_Exercise description:_ Lay out the lines below as a Markdown table with the columns Row and Line. Start at the line that contains "the white flower", end at the line that contains "pixel 380 242", and leave out any blank lines.

_Data supplied:_
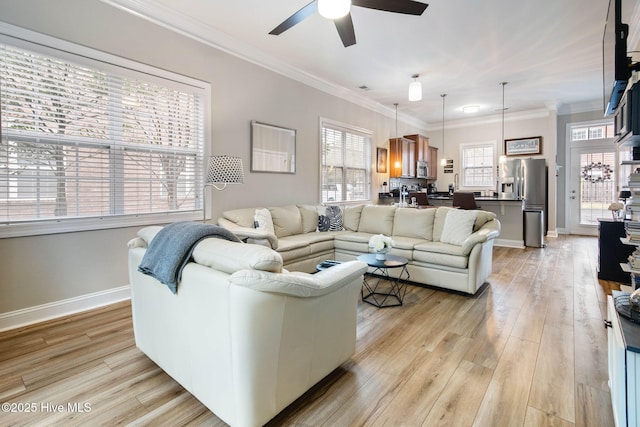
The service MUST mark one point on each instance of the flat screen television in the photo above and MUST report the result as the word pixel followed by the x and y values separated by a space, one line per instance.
pixel 615 63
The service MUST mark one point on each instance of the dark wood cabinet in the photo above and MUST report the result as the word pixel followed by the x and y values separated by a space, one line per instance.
pixel 611 251
pixel 425 153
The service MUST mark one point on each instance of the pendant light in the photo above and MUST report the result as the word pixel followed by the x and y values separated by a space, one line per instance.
pixel 444 158
pixel 415 89
pixel 397 163
pixel 333 9
pixel 503 110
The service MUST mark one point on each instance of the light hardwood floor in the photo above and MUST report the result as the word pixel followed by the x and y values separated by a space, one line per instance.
pixel 531 350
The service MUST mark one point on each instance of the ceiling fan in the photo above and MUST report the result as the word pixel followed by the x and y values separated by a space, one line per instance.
pixel 342 20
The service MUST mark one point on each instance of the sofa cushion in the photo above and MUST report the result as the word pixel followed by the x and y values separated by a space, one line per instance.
pixel 263 221
pixel 441 254
pixel 351 217
pixel 458 226
pixel 483 218
pixel 438 221
pixel 286 220
pixel 299 284
pixel 230 257
pixel 309 215
pixel 352 241
pixel 330 218
pixel 242 217
pixel 415 223
pixel 377 219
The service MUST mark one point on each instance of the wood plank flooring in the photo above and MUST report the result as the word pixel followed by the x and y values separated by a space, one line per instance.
pixel 531 350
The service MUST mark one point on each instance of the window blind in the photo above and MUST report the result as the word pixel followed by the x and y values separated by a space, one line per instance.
pixel 346 163
pixel 478 166
pixel 83 141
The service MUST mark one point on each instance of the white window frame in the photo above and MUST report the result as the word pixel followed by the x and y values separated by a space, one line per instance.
pixel 47 45
pixel 369 163
pixel 472 145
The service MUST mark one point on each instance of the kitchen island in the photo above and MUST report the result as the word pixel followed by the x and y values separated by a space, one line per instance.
pixel 509 212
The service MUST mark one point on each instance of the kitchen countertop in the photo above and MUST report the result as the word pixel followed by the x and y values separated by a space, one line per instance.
pixel 478 198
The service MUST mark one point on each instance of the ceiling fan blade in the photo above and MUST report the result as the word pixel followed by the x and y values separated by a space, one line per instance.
pixel 344 26
pixel 408 7
pixel 296 18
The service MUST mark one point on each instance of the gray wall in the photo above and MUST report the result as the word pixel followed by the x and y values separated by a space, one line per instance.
pixel 43 269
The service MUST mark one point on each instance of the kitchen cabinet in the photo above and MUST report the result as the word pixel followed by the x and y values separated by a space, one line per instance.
pixel 611 251
pixel 623 337
pixel 425 153
pixel 402 158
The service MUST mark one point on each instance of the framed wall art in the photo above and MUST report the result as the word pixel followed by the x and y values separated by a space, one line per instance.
pixel 273 148
pixel 523 146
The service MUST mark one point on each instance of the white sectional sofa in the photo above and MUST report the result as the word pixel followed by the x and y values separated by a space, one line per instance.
pixel 242 335
pixel 447 248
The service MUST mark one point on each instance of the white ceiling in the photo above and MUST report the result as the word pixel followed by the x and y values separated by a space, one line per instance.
pixel 549 51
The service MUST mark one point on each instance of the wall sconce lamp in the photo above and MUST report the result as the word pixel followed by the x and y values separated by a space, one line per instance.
pixel 221 171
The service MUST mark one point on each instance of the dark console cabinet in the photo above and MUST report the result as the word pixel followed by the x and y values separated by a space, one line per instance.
pixel 611 251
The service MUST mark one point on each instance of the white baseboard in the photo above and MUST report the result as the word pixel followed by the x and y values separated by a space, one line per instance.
pixel 507 243
pixel 52 310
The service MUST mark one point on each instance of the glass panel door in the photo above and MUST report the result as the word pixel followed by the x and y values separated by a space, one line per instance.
pixel 592 188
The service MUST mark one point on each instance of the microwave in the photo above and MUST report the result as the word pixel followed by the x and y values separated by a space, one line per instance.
pixel 627 118
pixel 422 169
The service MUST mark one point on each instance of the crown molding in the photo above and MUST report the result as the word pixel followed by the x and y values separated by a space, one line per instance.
pixel 179 23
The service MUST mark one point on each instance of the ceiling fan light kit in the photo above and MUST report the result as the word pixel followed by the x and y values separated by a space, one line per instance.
pixel 415 89
pixel 333 9
pixel 342 18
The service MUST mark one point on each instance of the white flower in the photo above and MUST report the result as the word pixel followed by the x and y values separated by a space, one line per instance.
pixel 380 242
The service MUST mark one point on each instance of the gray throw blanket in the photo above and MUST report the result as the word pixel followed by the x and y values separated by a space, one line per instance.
pixel 171 249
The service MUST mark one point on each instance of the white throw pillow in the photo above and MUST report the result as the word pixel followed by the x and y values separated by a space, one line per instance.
pixel 263 220
pixel 458 225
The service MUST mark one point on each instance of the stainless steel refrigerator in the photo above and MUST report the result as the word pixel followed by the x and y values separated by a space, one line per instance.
pixel 526 179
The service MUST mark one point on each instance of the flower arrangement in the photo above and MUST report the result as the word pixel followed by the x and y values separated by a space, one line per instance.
pixel 615 208
pixel 380 244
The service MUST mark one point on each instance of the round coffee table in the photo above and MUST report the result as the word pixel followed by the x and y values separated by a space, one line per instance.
pixel 379 288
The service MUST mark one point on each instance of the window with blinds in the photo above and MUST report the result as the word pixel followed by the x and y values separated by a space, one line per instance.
pixel 346 163
pixel 82 140
pixel 478 165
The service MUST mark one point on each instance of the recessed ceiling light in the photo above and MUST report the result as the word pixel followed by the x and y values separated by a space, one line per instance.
pixel 471 109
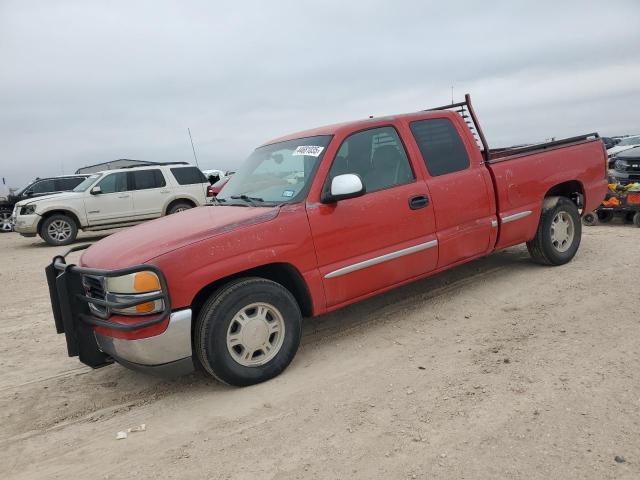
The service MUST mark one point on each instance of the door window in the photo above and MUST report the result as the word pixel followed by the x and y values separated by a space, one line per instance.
pixel 377 155
pixel 43 186
pixel 114 182
pixel 440 145
pixel 145 179
pixel 65 184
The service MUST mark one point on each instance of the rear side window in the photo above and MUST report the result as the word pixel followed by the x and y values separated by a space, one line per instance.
pixel 64 184
pixel 43 186
pixel 188 175
pixel 145 179
pixel 440 145
pixel 114 182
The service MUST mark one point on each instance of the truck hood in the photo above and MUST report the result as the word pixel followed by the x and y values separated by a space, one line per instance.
pixel 139 244
pixel 44 198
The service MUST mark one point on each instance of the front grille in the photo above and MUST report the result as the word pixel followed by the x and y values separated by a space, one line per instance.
pixel 94 288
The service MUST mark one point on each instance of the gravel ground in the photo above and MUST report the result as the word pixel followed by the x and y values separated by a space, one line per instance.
pixel 497 369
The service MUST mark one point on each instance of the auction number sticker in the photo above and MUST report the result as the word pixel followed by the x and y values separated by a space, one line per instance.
pixel 308 150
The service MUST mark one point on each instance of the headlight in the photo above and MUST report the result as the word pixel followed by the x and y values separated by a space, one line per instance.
pixel 135 287
pixel 28 210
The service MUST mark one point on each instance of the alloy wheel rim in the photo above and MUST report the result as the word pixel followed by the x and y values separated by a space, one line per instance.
pixel 562 231
pixel 59 230
pixel 5 222
pixel 255 334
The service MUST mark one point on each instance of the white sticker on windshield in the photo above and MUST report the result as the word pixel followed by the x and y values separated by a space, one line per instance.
pixel 308 150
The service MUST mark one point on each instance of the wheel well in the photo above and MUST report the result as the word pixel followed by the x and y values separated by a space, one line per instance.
pixel 572 190
pixel 179 200
pixel 283 273
pixel 58 212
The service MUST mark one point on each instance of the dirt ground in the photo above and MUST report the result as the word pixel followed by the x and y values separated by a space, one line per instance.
pixel 497 369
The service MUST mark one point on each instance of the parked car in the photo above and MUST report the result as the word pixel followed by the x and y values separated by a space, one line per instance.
pixel 627 166
pixel 379 203
pixel 37 188
pixel 112 199
pixel 624 144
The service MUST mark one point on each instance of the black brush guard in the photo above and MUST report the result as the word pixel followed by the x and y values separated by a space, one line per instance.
pixel 71 311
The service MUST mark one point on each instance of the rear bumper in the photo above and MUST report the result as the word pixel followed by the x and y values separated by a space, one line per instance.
pixel 173 345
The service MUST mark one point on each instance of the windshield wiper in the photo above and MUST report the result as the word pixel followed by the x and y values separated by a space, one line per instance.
pixel 248 199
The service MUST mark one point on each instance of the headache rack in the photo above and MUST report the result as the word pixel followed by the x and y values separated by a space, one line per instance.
pixel 465 110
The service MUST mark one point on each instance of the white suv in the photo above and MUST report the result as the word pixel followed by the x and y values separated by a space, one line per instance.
pixel 112 199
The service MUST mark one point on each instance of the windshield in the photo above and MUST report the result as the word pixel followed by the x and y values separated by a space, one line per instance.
pixel 87 183
pixel 277 173
pixel 630 141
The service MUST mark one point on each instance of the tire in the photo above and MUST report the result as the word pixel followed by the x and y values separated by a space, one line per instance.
pixel 5 220
pixel 559 232
pixel 178 207
pixel 605 216
pixel 590 219
pixel 273 323
pixel 58 230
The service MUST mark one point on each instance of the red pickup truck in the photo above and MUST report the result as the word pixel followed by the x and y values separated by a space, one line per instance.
pixel 312 222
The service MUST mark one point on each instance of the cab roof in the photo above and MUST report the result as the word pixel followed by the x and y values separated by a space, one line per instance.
pixel 345 127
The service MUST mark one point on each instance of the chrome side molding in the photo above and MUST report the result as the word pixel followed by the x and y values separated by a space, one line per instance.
pixel 516 216
pixel 382 258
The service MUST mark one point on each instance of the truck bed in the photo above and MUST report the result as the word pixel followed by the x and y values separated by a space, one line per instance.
pixel 520 189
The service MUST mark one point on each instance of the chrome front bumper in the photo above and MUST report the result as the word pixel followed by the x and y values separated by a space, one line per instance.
pixel 167 354
pixel 25 223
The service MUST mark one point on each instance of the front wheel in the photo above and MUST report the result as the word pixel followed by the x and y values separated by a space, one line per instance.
pixel 59 230
pixel 558 236
pixel 248 331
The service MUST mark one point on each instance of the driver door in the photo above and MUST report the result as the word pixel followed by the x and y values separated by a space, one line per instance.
pixel 382 238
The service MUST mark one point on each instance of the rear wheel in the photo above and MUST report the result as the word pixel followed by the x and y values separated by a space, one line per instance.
pixel 605 216
pixel 58 230
pixel 248 331
pixel 559 233
pixel 5 220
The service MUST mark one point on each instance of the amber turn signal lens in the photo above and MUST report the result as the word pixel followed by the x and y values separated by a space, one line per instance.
pixel 145 307
pixel 146 282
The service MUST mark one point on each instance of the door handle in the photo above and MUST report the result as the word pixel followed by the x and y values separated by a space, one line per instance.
pixel 419 201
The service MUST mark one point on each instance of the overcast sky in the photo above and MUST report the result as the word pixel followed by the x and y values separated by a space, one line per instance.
pixel 83 82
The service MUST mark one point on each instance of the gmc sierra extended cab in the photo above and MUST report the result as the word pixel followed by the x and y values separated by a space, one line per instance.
pixel 312 222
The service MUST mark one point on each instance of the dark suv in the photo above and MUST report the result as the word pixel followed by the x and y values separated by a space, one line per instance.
pixel 627 166
pixel 37 188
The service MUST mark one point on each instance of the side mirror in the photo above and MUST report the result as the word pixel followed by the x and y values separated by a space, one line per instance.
pixel 348 185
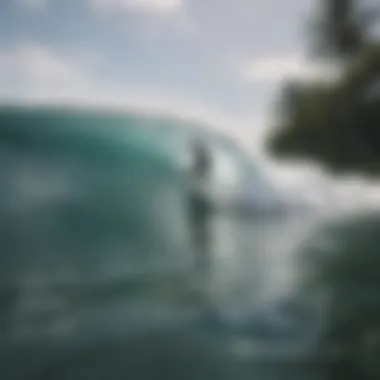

_Task result:_
| Row | Line |
|---|---|
| 1 | The service MUST mark one point on each instance of the white flower in the photo above and MUST report the result as the word pixel followed by the x and y values separated by a space, one line per instance. |
| 2 | pixel 380 242 |